EJERCICIO PROPUESTO →
Escribe la continuación del texto sobre las extremas derechas y el filósofo Roger Scruton, empezando justo después de su última oración.

FRAGMENTO DE TEXTO →
▬▬▬▬▬▬▬▬▬▬
Por ello, y con excepción de figuras como Matteo Salvini, que deliberadamente se ha llegado a presentar como alguien que no es de izquierda ni de derecha con el fin de buscar una alternativa al eje ideológico tradicional, no es extraño que estas formaciones no se describan como fascistas o de extrema derecha, sino más bien como una nueva y al mismo tiempo auténtica derecha, patriota y no “cobarde”. Un caso revelador es el de Viktor Orbán, quien ya en 2014 consideró a Hungría como un Estado democrático pero “iliberal”. Otro buen ejemplo lo personifica Meloni, quien ha retratado a su propio partido como conservador, pero que al mismo tiempo subraya que el conservadurismo siempre debe ser identitario y nacionalista. En este contexto, la dirigente italiana ha reivindicado sin cesar a un gran referente intelectual del conservadurismo, Roger Scruton, como una de sus principales fuentes de inspiración. No es extraño. Se trata de un filósofo encomiado asimismo por Orbán, quien le entregó la medalla de la Orden del Mérito de la República de Hungría, lo calificó como un defensor del país magiar y afirmó de él que “hemos aprendido de nuestro querido profesor que el conservadurismo es cualquier cosa menos una ideología; de hecho, es el antídoto de la ideología”. Este acercamiento público de las extremas derechas a Scruton se puede extender a otros políticos contemporáneos, desde Jair Bolsonaro hasta Santiago Abascal, quien ha escrito un encomiástico prólogo para la edición española del libro Filosofía verde de Scruton. Otro caso a resaltar es el de Thierry Baudet, líder del partido holandés Foro para la Democracia (FVD, por sus siglas en neerlandés), de extrema derecha, y que ha escrito una tesis doctoral (traducida al inglés como The Significance of Borders [La importancia de las fronteras]) dirigida por el propio Scruton.
▬▬▬▬▬▬▬▬▬▬
EXTRACTO DE DATOS →
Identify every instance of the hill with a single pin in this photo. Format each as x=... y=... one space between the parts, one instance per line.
▬▬▬▬▬▬▬▬▬▬
RESULTADO →
No hay que olvidar que un característico aspecto del fascismo es tanto el carácter proteico de sus contenidos –muchos de los cuales se pueden presentar en caso oportuno desde un marco conservador– como su peculiar estilo, uno mucho más radical, agresivo, “políticamente incorrecto” y, en ocasiones, incluso pretendidamente revolucionario. Un estilo que por ello se empapa de la retórica amigo/enemigo y teatraliza una victimista amenaza existencial por la que enfoca la propia acción política como una defensiva e imperiosa reacción frente a la agresiva “reacción de los otros”. En esta línea, Meloni exclamó que “para ellos todo lo que nos define es un enemigo. Es el juego del pensamiento único: tienen que quitarnos todo lo que somos, porque cuando ya no tengamos identidad y no tengamos raíces, seremos inconscientes e incapaces de defender nuestros derechos”. Otro ejemplo de este estilo es este discurso de febrero de 2022, cuando denunció que:

“Vivimos en una época en la que todo lo que defendemos está siendo atacado: nuestra libertad individual está siendo atacada, nuestros derechos están siendo atacados, la soberanía de nuestras naciones está siendo atacada, la prosperidad y el bienestar de nuestras familias están siendo atacados, la educación de nuestros hijos está siendo atacada. Ante esto, la gente entiende que en esta época, la única forma de ser rebelde es conservar lo que somos, la única forma de ser rebelde es ser conservador (...). No teman a la verdad, amigos míos. Como escribió el gran autor conservador Gilbert Keith Chesterton: ‘Se encenderán fuegos para atestiguar que dos y dos son cuatro. Se desenvainarán las espadas para demostrar que las hojas son verdes en verano’. Ha llegado el momento de esa batalla. Pero nos encontrarán listos para la batalla”. 

Esto puede ayudar a explicar que Io sono Giorgia [Yo soy Giorgia], la “autohagiografía” recientemente escrita por Meloni6 concluya con una frase en la que esta se presenta como un soldado en la batalla contemporánea, o que en la mencionada monografía que le dedicó Giubilei se haga énfasis en la revolución conservadora y se mencione a pensadores como Moeller van den Bruck, Heidegger o Jünger. Por su parte, Abascal ya destacó en su momento que “la política es la guerra”. Esta agresividad, respaldada en caso necesario por distintas formas de violencia digital, no es un aspecto menor, pues contribuye a una polarización extrema, no ya solo política sino también social, por la que se intenta forjar una especie de mundo sustitutivo, uno homogéneo y acorazado frente a la crítica exterior e incluso a los datos de la realidad.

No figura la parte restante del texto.